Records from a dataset
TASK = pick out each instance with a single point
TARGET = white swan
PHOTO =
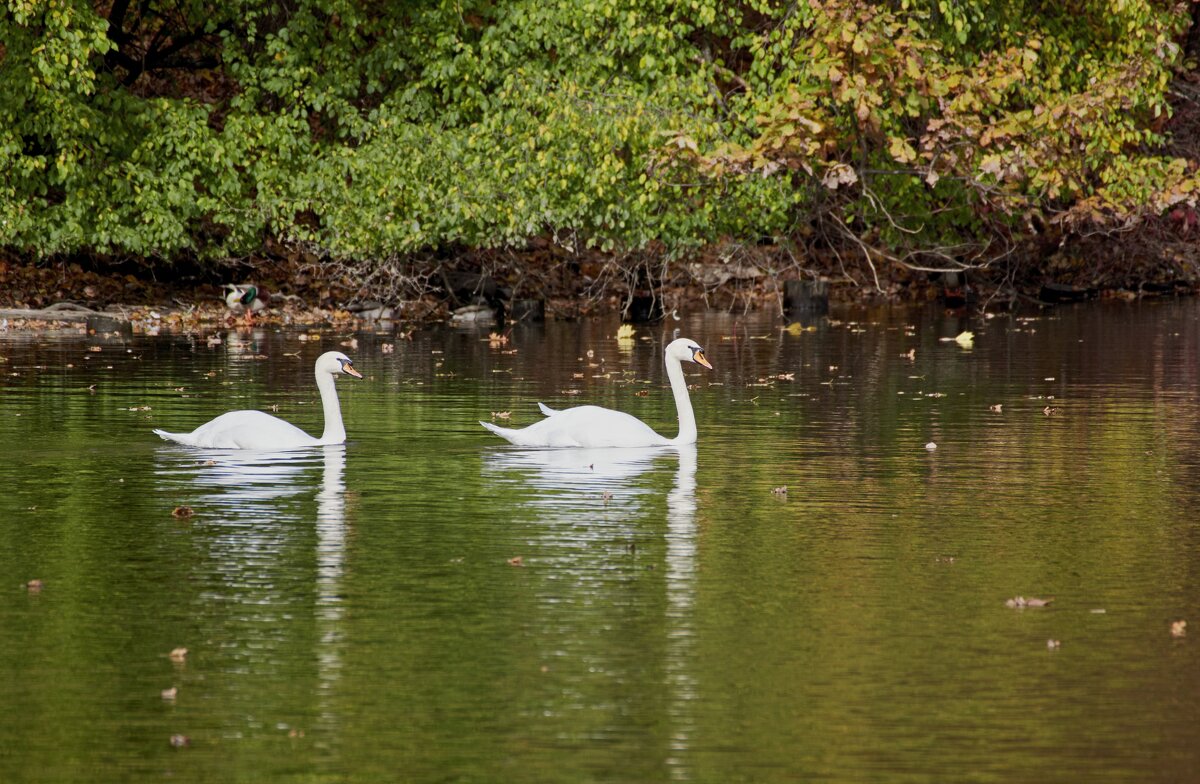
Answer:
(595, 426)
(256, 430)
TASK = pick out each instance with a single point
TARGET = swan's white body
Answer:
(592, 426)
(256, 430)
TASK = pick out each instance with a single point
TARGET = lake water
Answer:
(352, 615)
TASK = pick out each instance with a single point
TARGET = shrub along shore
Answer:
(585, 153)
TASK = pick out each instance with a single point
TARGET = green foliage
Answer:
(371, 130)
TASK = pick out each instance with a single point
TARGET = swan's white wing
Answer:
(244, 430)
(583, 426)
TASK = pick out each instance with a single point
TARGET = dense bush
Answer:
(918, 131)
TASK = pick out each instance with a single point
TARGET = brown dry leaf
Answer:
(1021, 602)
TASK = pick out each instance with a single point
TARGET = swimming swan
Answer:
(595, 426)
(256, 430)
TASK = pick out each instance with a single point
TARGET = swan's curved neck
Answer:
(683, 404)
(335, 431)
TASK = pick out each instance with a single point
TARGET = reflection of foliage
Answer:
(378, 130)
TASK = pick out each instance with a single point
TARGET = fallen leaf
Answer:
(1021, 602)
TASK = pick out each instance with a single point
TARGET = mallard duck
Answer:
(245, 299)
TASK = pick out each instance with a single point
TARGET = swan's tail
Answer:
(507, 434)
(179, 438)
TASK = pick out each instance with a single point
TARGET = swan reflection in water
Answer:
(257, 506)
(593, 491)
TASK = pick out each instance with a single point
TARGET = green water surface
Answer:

...

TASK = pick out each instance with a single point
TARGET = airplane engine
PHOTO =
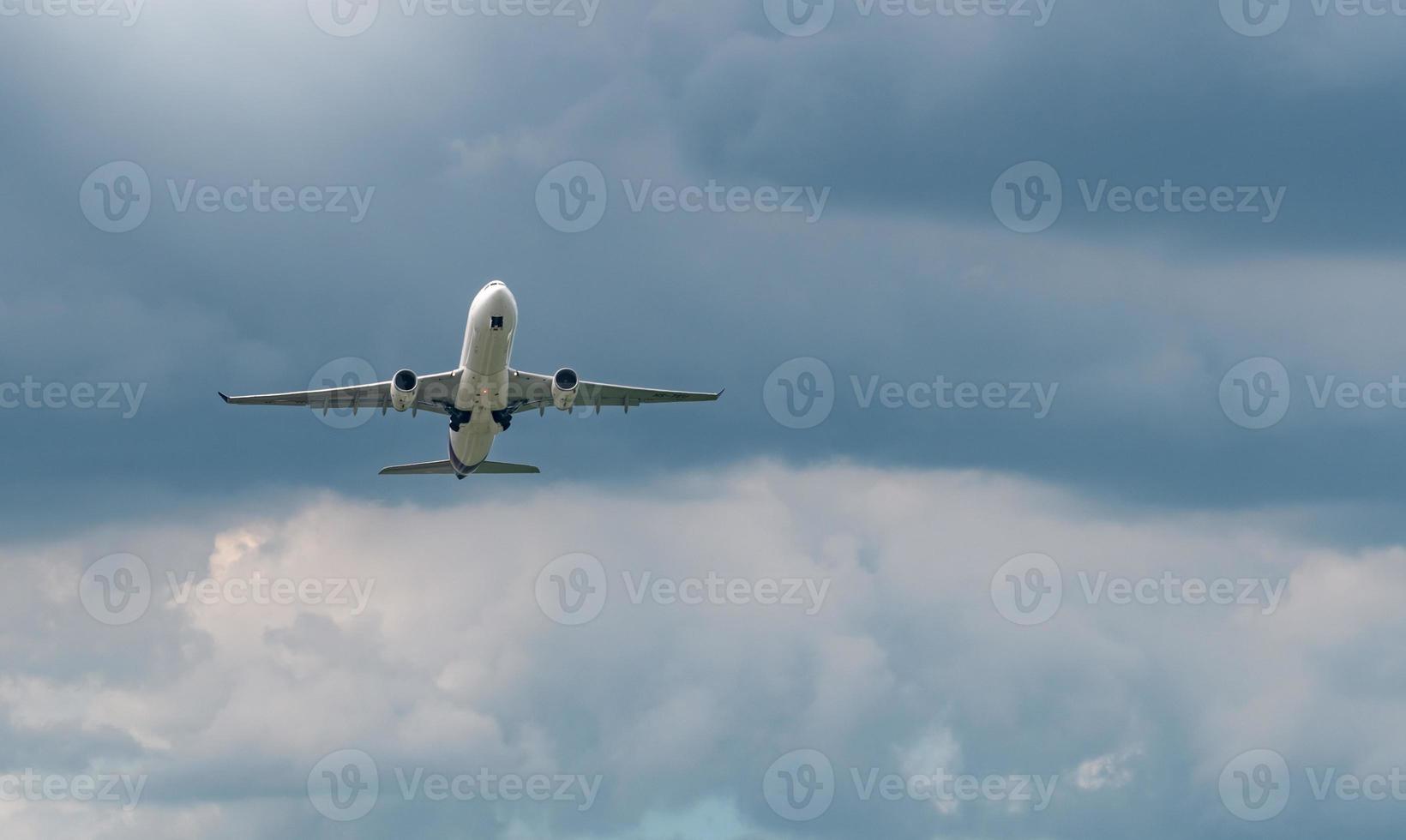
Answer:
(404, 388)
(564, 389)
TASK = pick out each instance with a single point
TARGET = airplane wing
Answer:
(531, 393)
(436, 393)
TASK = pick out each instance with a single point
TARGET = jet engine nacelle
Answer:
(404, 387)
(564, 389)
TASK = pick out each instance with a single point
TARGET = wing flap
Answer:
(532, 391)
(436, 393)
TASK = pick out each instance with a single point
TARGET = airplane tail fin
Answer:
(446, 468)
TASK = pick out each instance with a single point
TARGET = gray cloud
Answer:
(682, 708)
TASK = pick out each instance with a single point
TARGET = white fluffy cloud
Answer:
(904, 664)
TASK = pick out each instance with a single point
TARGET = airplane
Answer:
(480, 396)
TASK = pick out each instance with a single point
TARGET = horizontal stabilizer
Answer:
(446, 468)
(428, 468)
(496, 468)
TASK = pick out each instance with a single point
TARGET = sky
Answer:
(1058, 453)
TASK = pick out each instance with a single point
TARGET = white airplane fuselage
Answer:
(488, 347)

...

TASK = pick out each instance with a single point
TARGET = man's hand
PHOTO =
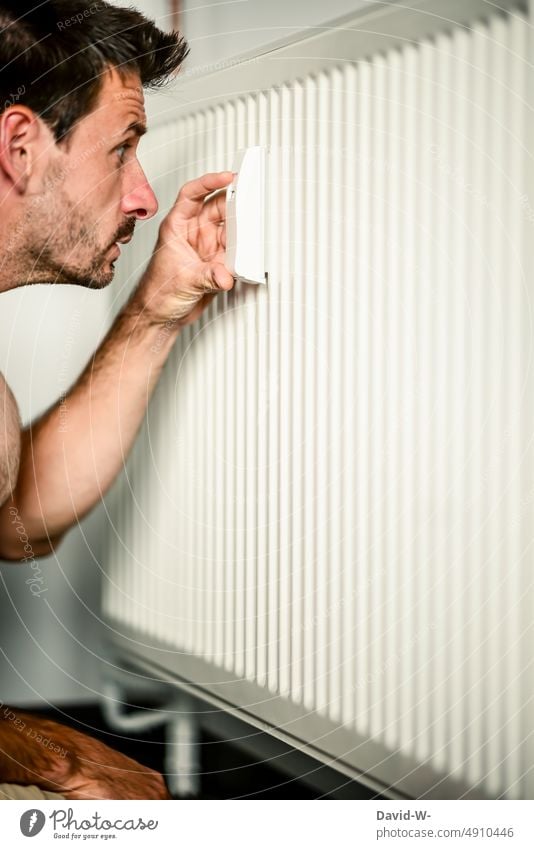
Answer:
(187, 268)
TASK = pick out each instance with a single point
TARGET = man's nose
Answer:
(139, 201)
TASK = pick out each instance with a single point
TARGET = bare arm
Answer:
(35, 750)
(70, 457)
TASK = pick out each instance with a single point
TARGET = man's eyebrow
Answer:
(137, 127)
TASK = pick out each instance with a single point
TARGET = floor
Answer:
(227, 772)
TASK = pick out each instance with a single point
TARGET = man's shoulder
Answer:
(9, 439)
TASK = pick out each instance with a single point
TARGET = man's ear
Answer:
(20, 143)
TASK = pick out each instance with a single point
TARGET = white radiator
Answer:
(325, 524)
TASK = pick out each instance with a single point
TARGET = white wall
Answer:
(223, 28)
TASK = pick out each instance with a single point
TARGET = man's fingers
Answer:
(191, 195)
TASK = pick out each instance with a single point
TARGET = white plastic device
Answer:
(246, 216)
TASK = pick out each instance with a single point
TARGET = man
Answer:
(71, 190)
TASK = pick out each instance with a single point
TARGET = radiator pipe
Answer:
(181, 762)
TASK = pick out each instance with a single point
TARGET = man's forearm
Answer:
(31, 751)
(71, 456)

» **Exercise aim**
Give the count, and only the count, of lines in these records that hold the string "tail".

» **Problem solution**
2